* [Exercise prompt] Count the lines of the data below that contain the string "water", treating uppercase and lowercase as different. Reply with the number alone.

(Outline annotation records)
_____

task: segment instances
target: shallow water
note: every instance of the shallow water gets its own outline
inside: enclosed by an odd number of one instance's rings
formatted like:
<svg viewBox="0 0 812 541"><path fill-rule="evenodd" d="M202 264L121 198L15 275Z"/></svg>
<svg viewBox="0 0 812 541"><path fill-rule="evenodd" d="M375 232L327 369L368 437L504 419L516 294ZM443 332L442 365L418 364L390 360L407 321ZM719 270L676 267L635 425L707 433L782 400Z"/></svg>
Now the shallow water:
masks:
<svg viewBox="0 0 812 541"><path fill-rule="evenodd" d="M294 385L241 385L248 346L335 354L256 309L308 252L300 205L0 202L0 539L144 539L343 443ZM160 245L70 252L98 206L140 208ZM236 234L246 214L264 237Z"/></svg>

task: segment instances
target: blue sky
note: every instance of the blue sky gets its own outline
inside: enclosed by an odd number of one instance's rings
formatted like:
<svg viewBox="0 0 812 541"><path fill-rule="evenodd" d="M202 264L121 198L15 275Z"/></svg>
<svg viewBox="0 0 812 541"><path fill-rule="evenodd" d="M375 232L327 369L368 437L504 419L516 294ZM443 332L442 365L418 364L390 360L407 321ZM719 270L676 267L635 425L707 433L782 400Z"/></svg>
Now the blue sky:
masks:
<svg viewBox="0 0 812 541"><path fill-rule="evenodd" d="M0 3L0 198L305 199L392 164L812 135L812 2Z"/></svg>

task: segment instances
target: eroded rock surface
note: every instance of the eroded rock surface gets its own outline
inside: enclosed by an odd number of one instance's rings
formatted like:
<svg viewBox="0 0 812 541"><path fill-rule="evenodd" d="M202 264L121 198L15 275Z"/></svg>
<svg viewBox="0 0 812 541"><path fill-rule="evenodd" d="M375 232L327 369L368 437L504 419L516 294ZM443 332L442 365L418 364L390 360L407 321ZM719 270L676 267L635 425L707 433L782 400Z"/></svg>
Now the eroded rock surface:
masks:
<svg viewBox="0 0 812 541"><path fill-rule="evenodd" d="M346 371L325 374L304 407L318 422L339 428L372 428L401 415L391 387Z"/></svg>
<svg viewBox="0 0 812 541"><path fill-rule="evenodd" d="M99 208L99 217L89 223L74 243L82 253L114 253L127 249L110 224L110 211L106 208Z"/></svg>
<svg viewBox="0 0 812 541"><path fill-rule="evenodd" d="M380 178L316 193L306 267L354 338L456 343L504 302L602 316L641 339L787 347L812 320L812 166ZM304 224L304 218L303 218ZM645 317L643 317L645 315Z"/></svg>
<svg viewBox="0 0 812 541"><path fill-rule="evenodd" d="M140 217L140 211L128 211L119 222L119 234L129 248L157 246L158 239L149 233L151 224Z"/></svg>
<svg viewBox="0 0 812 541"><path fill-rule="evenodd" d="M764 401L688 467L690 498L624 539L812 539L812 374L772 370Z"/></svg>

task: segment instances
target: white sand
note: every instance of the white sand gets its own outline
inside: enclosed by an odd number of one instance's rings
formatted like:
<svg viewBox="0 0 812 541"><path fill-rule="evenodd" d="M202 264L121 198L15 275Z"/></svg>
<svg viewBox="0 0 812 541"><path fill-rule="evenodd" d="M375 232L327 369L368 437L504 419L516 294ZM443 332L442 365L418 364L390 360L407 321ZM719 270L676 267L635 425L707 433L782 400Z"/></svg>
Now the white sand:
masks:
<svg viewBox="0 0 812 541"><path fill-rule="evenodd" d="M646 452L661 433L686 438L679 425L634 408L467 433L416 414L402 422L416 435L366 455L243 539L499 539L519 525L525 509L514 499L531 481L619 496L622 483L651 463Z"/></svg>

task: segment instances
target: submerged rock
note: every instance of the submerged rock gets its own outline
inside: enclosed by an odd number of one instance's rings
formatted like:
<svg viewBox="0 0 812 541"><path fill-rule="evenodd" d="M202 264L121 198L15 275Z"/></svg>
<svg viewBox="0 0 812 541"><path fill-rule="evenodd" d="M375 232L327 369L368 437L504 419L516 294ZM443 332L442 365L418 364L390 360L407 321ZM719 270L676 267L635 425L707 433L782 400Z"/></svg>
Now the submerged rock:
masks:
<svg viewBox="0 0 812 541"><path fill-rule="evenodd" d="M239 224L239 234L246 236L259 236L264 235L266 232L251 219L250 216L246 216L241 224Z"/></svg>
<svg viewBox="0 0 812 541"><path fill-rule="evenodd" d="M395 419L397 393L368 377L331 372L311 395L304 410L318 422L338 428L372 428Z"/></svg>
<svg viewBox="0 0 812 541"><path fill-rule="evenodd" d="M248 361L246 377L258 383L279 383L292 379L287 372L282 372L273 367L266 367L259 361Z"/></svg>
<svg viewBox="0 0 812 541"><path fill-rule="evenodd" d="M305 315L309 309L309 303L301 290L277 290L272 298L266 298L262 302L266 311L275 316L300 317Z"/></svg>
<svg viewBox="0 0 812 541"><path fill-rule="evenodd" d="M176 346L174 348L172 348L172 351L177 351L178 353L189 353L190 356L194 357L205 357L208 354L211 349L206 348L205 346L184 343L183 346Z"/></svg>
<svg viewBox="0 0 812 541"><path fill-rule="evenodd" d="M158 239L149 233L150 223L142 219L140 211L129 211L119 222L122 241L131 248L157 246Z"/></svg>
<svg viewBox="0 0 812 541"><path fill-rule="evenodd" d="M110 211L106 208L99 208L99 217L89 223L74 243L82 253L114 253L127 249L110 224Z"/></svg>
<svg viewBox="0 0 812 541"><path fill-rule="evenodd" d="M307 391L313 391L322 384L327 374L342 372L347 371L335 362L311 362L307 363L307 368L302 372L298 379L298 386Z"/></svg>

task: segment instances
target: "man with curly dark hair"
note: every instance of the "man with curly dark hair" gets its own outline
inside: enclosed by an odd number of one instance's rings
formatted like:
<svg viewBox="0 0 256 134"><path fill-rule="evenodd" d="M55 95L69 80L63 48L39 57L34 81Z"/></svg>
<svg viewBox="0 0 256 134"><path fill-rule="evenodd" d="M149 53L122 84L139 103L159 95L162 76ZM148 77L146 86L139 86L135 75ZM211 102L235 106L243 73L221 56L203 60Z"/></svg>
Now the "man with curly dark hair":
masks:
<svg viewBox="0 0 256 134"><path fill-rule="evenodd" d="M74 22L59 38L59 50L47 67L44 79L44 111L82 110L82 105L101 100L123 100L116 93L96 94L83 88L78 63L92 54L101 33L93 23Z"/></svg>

_____

* [Full answer] 3